* **WHAT THIS TASK INVOLVES**: Produce a word-for-word copy of the data below.

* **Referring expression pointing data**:
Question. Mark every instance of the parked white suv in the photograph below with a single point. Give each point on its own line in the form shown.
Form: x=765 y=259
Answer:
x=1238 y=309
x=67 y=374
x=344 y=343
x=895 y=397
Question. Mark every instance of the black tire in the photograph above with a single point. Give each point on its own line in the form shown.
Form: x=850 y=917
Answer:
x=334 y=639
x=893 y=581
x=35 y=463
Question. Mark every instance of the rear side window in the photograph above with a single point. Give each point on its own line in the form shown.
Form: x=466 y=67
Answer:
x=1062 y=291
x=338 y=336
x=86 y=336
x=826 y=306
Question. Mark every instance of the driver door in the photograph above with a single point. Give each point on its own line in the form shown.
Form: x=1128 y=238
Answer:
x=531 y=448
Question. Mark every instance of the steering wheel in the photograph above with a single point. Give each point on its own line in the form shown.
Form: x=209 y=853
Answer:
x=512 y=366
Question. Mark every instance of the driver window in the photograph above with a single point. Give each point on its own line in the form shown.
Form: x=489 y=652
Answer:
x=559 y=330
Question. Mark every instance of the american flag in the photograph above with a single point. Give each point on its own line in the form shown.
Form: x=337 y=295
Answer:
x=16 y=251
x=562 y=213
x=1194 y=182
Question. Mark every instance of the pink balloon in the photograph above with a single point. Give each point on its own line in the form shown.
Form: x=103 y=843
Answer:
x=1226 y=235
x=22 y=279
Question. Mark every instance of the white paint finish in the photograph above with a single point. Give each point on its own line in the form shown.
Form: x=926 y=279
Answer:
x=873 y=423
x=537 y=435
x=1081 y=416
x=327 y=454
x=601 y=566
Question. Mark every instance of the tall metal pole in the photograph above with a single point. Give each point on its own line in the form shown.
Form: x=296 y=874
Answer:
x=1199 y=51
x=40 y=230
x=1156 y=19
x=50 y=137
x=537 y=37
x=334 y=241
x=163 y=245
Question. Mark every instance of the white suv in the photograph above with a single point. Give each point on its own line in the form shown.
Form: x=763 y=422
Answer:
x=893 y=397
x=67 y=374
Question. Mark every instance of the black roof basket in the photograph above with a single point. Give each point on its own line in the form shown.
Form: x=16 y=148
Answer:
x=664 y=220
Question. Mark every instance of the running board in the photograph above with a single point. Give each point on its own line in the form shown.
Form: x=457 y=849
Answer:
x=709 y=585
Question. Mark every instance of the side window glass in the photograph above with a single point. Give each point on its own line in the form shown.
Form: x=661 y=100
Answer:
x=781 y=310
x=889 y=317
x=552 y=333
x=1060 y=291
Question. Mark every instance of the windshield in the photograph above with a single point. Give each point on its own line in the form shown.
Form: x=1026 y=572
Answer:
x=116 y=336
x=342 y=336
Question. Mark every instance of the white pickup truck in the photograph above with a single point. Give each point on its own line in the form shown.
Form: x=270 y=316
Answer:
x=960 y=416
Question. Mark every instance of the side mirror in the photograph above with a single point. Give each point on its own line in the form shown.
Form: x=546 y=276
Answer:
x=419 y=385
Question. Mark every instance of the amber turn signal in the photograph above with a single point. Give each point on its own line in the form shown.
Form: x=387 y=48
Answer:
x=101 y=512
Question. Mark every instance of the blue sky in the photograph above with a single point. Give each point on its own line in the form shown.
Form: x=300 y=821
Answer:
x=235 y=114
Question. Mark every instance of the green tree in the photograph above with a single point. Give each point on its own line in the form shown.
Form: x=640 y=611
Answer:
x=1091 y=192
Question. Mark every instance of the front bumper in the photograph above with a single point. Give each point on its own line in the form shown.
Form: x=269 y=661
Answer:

* **RESULT**:
Question. Mark every instance of the parked white suv in the photograph below with a single point. Give each point on its own line in the form shown.
Form: x=765 y=259
Answer:
x=1238 y=309
x=67 y=374
x=344 y=343
x=895 y=397
Question. Mark every instance of the black tire in the photograph above with a single point. Give each point on its own line in the form shown.
Form: x=850 y=917
Answer:
x=334 y=639
x=893 y=581
x=35 y=463
Question. Mark every instance of the rear side window in the photograph above with a single point. Give each point on its own line in the form shown.
Form: x=466 y=67
Answer:
x=1062 y=291
x=338 y=336
x=86 y=336
x=826 y=306
Question. Mark every instance of the driver door in the photograph above with a single point. Give each point on its own line in the form shown.
Form: x=1128 y=238
Answer:
x=531 y=448
Question. Mark every instance of the steering wheel in the photograph above with a single point. Give each point on its own line in the form shown.
Form: x=209 y=853
Answer:
x=512 y=366
Question. Mark every instance of the driver window in the photograph above with a single point. Give each point on its own line in the form shown.
Form: x=489 y=652
Answer:
x=559 y=330
Question. Mark every instance of the american flag in the photograph above with a single point. Give each point on its own line in the form shown.
Form: x=337 y=295
Answer:
x=16 y=251
x=562 y=213
x=1194 y=182
Question. Mark every instance of the pink balloon in the photograph above with a single point. Give each point on its own line in the form shown.
Form: x=103 y=843
Answer:
x=1226 y=235
x=22 y=279
Question. Mark every instance of the white paint finish in the photograph above with a single point. Give each point on its own line in the form shown.
Form: x=926 y=279
Answer:
x=873 y=423
x=537 y=435
x=1081 y=416
x=327 y=454
x=601 y=566
Question. Mark every instance of the tall metal pole in the photograph above with a single point. Give each point on its own line in the form shown.
Form: x=296 y=874
Answer:
x=1199 y=51
x=40 y=230
x=1156 y=19
x=50 y=137
x=537 y=37
x=334 y=241
x=163 y=245
Question. Mark every instance of the white suv in the photograph above with a single point. Give each point on its own line in the form shown.
Form: x=763 y=422
Answer:
x=893 y=397
x=67 y=374
Question. Mark every instance of the black roof basket in the photograph above with a single point. Give each point on its own line in the form shown.
Form: x=16 y=148
Answer:
x=664 y=220
Question. Mark every instance of the running board in the photograph above with a single point. Give each point on its own line in the form shown.
Form: x=457 y=849
Answer:
x=709 y=585
Question. Mark every instance of the side window glass in the photograph above with a single point. Give each point on its own line in the form shown.
Form: x=661 y=100
Answer:
x=781 y=310
x=889 y=317
x=552 y=333
x=1060 y=291
Question. Mark every instance of the windshield in the photograph above with a single point. Give each point on its own line in the form shown.
Form: x=1026 y=572
Answer:
x=116 y=336
x=342 y=336
Question. Mark every instance of the white pickup truck in the photograph above with a single point. Give each point on its own line in the form shown.
Form: x=270 y=316
Answer:
x=960 y=416
Question. Mark every instance of the side mirror in the photograph above with a single point. Give each point on its own line in the form shown.
Form: x=546 y=276
Answer:
x=419 y=385
Question. Mark every instance of the amber turn signal in the photograph above with a single point. Give each point on its own line in the form shown.
Form: x=387 y=48
Answer:
x=101 y=512
Question. Mark every instance of the blue sky in the photograph above with a single point. Give each point on its own line in the form shown.
Form: x=300 y=821
Answer:
x=235 y=114
Question. Mark every instance of the green tree in the photograph above with a single point. Give each point on its own line in the form shown.
Form: x=640 y=611
Answer:
x=1091 y=192
Question. Mark every instance of the front bumper in the photograph above with a single point. Give each point on its own line in the form shown.
Form: x=269 y=661
Answer:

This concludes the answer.